- _The request_
Extract the complete listing and repeat it word for word.

## START Records for processing

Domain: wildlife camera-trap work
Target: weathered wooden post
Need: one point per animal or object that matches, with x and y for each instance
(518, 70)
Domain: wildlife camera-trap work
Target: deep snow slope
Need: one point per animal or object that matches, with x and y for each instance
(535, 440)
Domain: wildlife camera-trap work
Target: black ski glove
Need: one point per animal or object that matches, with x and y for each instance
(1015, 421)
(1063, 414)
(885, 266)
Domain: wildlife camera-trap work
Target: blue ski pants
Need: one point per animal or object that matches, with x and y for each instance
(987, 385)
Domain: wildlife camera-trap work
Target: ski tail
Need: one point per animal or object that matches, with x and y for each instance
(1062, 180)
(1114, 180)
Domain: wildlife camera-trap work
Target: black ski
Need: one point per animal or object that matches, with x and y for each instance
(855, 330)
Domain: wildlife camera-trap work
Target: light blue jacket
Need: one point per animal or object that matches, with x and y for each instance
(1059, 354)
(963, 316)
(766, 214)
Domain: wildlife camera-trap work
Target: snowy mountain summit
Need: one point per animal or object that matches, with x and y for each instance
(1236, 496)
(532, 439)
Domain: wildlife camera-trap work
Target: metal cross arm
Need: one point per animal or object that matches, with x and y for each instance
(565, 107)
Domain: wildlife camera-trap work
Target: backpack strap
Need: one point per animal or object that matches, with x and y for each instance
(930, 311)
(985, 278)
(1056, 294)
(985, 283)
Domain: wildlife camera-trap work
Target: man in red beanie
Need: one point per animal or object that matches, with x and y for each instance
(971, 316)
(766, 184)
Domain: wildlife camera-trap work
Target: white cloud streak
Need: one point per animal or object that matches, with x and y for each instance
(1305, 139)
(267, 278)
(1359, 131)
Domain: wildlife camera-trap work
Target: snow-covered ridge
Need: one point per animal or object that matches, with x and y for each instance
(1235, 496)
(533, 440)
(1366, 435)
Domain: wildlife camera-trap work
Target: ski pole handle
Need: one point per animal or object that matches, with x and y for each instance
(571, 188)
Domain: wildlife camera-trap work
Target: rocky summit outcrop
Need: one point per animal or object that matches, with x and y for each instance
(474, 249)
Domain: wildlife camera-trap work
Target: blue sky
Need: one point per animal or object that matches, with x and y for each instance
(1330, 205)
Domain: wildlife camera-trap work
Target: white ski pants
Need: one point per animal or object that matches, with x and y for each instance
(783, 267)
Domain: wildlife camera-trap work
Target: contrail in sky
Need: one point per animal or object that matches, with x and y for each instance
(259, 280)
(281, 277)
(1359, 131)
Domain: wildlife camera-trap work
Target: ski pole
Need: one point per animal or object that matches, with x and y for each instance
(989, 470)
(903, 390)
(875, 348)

## END Records for processing

- _Result for this task_
Domain: wildlife camera-trap work
Target: weathered wooden post
Need: one point per animal or object that matches, with x and y for each instance
(518, 70)
Domain: wildlife camera-trap work
Target: deep snow slope
Need: one point per animal or object that matches, with x and y for each instance
(535, 440)
Domain: wildlife camera-trap work
Target: black ski glove
Need: one point per animal or object that matches, with x and y for each instance
(1015, 421)
(1063, 414)
(885, 266)
Domain: wildlife camera-trap work
Target: blue ski pants
Need: one point per animal or object that matches, with x and y for each instance
(987, 385)
Domain: wildlife camera-trap work
Target: ski tail
Need: one point per animal or object that matches, with x and y for each instance
(1062, 180)
(1114, 180)
Domain: wildlife camera-trap work
Target: black ski
Need: one point per animal or object that matches, with x and y for each instance
(855, 330)
Domain: wildlife camera-trap work
Target: light blue jacket
Need: one point per animal or object that matches, with x and y for each instance
(1059, 354)
(963, 316)
(766, 214)
Domain: wildlife camera-trap work
Target: snowy mountain summit
Need: one point per animal or object that matches, with x and y for each instance
(1236, 496)
(532, 439)
Domain: wildlife camera-trap work
Target: metal cross arm
Need: one point per animal or object that matches, with x and y for each instance
(565, 107)
Domain: wildlife camera-trap work
Target: backpack strap
Need: one point per animal or object that matches, with x and y for each instance
(930, 311)
(985, 278)
(1056, 294)
(985, 283)
Domain: wildlife camera-trap work
Target: man in red beanie
Need: one point per animal or object that matches, with x and y for each instance
(971, 316)
(766, 184)
Domain: wildlife camera-trap work
Target: white cloud streak
Need: one point per animal or object that matches, with x and y for each instance
(1305, 139)
(267, 278)
(1359, 131)
Domain: wildlife camera-trap work
Target: snow-covered ridge
Need: one point per animal or object that matches, with x and y for each instance
(1235, 496)
(533, 440)
(1366, 435)
Domain: wildlife camera-trap work
Target: ski pole handle
Need: one point per animal or object that matches, with x and y for each instance
(571, 188)
Domain: wildlife camera-trap work
Target: rocky summit outcrop
Need: one point per animal or object that matches, with x and y for each instance
(474, 249)
Domain: wildlife camera-trap work
Target: blue sky
Need: one point per animal or object that matches, with x and y for each instance
(1330, 205)
Domain: wildlife camera-trap work
Target: white ski pants
Need: one point per animal or object that matches, with x and y for each instance
(783, 267)
Domain: wildlife camera-trap work
Target: contrail in sky
Need: one point per animal or object that matches, with x and y for each instance
(259, 280)
(281, 277)
(1359, 131)
Domain: wildlife camera-trap work
Target: ski pole
Need: one point per animal or object that matches, with x and y for each instance
(989, 470)
(903, 390)
(875, 348)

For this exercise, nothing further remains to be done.